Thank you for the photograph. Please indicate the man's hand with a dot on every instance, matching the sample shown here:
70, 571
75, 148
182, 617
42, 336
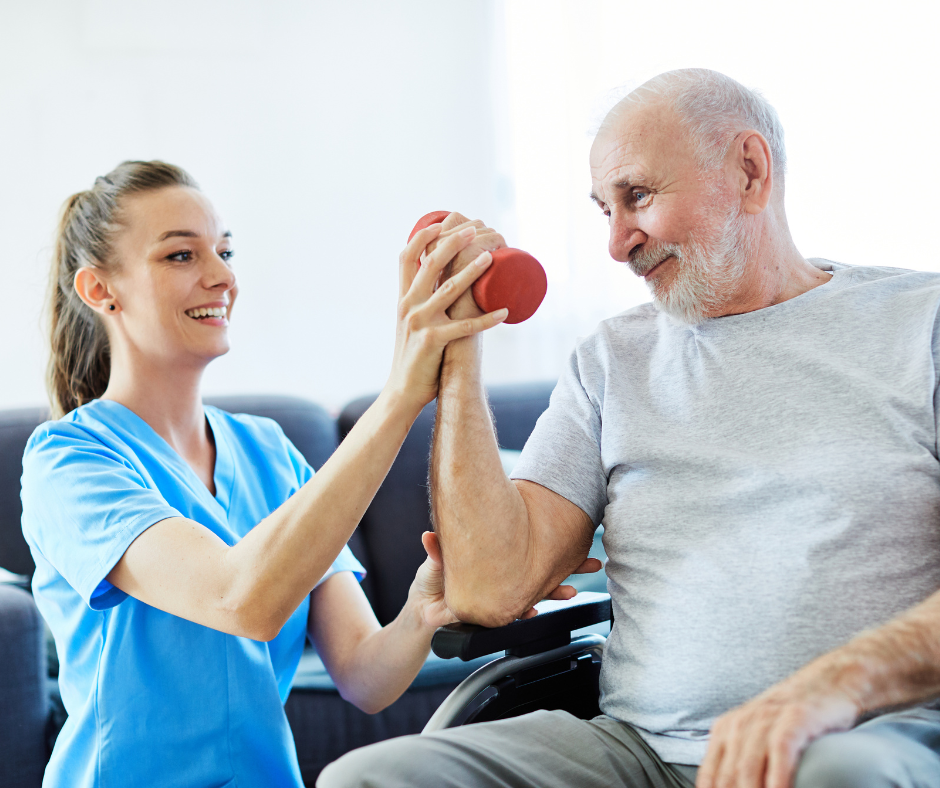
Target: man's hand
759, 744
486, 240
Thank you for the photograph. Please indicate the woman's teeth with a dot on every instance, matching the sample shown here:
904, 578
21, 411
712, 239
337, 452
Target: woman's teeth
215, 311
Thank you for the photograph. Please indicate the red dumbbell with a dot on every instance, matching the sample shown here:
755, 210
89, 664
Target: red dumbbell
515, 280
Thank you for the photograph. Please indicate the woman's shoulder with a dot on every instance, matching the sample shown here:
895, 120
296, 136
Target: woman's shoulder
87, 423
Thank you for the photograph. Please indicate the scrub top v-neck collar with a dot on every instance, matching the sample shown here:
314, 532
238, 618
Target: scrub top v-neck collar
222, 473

---

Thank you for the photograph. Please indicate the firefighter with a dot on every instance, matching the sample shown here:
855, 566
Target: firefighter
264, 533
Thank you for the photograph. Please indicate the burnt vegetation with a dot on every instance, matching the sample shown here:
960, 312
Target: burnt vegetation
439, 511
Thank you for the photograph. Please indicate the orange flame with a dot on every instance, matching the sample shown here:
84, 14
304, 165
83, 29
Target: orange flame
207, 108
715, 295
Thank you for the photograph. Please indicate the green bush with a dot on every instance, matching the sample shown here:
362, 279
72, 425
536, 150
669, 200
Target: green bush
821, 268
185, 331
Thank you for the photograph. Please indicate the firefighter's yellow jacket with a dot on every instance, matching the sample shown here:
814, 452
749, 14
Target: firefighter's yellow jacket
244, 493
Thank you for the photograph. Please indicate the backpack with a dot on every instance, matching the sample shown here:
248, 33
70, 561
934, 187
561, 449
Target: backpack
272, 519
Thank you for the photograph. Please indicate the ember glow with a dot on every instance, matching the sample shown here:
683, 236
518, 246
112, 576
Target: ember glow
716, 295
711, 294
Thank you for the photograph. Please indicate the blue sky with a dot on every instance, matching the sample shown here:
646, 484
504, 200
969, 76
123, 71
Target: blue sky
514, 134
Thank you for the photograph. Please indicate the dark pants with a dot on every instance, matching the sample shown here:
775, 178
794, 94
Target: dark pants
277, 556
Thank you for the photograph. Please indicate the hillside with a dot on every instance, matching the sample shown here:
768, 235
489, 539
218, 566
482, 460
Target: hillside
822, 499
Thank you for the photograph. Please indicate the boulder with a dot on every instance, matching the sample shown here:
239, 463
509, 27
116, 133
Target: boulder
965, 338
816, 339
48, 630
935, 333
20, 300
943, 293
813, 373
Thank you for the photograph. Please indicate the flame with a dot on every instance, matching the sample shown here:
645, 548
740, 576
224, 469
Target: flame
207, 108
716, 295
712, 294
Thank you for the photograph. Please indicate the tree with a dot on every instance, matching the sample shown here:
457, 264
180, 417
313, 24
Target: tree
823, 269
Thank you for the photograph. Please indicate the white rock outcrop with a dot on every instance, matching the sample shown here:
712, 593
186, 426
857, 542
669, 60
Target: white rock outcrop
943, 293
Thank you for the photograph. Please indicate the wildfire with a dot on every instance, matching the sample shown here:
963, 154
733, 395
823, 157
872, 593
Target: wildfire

---

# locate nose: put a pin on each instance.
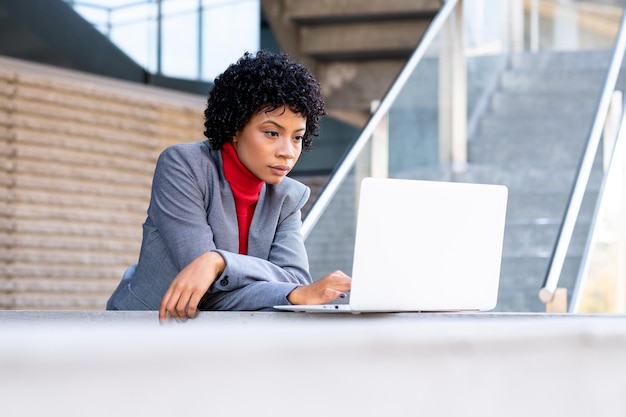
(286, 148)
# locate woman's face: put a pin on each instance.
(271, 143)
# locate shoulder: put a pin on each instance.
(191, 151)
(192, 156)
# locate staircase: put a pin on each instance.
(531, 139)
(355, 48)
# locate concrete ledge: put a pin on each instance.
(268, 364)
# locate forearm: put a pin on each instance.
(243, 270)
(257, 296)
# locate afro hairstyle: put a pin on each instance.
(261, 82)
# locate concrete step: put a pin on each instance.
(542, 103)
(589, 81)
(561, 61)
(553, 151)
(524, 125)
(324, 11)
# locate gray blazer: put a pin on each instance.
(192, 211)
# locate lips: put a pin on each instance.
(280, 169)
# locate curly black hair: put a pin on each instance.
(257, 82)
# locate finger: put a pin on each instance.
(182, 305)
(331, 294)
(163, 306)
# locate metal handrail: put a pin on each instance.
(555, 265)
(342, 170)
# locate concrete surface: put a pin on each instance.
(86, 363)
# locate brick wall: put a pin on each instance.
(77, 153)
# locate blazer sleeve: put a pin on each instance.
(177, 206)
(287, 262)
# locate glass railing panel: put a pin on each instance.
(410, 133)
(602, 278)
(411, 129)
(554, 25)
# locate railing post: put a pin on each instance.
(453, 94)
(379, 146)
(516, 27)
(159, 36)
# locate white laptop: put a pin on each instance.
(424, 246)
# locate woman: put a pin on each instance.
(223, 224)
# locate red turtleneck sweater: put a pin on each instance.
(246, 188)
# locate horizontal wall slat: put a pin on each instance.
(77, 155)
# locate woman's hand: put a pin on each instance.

• TASK DETAILS
Copy every line from the data that includes the string "wildfire".

• REPLY
Thank you for the photograph. Please indicate the wildfire with a dot on every instance, matching the sample shown here:
Target: wildfire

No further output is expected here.